Chacun d’entre nous, angoissé à la vue d’une épidémie qui ne dit pratiquement rien d’elle, qui ainsi nous échappe, collecte ou se fait le relais d’informations. Aux inconnues épidémiologiques se substituent des fake news, ou du moins des informations contraires au discours qui prévaut au sein de la communauté scientifique. Ce faisant, l’information est controlée, des publications retirées. Quand les réseaux sociaux parlent de modération de contenus, d’autres évoquent une censure délibérée. Le dimanche 29 mars, deux vidéos du président brésilien Jair Bolsonaro sont supprimées par Twitter. Que lui est-il reproché ? Déambulation dans les rues de Brasilia, non respect des gestes barrières, promotion d’un discours anti-confinement. Mais rien d’étonnant pour celui qui aime à dire que le virus est “une petite grippe”.
Aux Etats-Unis, Facebook a retiré de sa plateforme des événements de manifestations anticonfinement en Californie, au New Jersey et au Nebraska, le 21 avril. Il n’en fallait pas plus pour susciter l’ire du camp républicain : Donald Trump Jr, fils aîné du président Trump, se demandant “pourquoi Facebook pactise avec les gouvernements des Etats pour étouffer la liberté d’expression”. En France, le professeur Didier Raoult, a vu une de ses publications sur son traitement à l’hydroxychloroquine qualifiée de partiellement “fausse” par Facebook. Pour parvenir à cette décision, le réseau social s’est basé sur sa collaboration avec le site de vérification des faits du journal Le Monde, Les Décodeurs.

### Enregistrements présentés

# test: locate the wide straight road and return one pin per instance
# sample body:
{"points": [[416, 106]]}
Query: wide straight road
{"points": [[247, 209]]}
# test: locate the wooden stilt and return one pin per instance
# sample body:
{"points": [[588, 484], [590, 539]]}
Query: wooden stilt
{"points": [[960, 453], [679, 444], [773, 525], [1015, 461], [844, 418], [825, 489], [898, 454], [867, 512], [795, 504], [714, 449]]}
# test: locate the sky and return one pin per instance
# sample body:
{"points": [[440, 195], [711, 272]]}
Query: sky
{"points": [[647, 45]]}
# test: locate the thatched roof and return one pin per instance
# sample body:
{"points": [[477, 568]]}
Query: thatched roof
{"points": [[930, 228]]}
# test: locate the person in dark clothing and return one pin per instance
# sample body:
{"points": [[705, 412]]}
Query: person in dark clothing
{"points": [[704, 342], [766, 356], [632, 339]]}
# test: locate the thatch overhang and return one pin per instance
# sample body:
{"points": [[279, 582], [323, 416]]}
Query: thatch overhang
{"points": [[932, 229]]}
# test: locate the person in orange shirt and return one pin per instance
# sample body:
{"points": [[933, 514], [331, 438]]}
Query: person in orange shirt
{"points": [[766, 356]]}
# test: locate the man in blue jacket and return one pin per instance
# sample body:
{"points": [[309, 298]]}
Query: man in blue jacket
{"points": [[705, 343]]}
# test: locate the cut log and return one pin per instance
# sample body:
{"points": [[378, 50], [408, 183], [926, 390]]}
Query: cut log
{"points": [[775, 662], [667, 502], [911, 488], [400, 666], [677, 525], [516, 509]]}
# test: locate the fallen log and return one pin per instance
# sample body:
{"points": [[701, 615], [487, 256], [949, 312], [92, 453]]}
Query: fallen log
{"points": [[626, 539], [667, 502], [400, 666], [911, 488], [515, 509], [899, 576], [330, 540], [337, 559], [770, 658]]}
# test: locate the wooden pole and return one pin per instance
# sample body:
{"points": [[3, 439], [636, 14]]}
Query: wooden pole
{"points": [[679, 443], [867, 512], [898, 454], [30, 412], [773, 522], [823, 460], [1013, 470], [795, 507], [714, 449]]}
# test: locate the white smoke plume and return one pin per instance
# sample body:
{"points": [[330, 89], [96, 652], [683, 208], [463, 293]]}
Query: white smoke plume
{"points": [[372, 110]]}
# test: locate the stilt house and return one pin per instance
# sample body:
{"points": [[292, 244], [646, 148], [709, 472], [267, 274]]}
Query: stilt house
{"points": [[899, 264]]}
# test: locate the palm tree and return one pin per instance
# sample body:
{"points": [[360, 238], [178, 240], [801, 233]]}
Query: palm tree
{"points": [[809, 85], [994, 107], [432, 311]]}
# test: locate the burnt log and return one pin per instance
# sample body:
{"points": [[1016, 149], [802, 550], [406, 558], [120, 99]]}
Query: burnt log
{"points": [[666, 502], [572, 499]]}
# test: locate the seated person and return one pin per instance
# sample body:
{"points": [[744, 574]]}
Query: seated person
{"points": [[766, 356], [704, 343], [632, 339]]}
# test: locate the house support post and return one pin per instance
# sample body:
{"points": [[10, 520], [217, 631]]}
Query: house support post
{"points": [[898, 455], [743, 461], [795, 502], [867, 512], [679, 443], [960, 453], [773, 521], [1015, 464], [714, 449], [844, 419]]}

### Consignes de l'exercice
A: D'après le texte étudié, pour quelles raisons Twitter a-t-il supprimé deux vidéos de Jair Bolsonaro le dimanche 29 mars ? Répondez en une à trois phrases.
B: Dans le texte étudié, dans quels États américains Facebook a-t-il retiré des événements de manifestations anticonfinement ?
Ces enregistrements n'ont aucun rapport avec le texte étudié.

### Réponses attendues
A: Twitter lui reprochait de déambuler dans les rues de Brasilia sans respecter les gestes barrières. Il lui reprochait aussi de promouvoir un discours anti-confinement.

B: En Californie, au New Jersey et au Nebraska.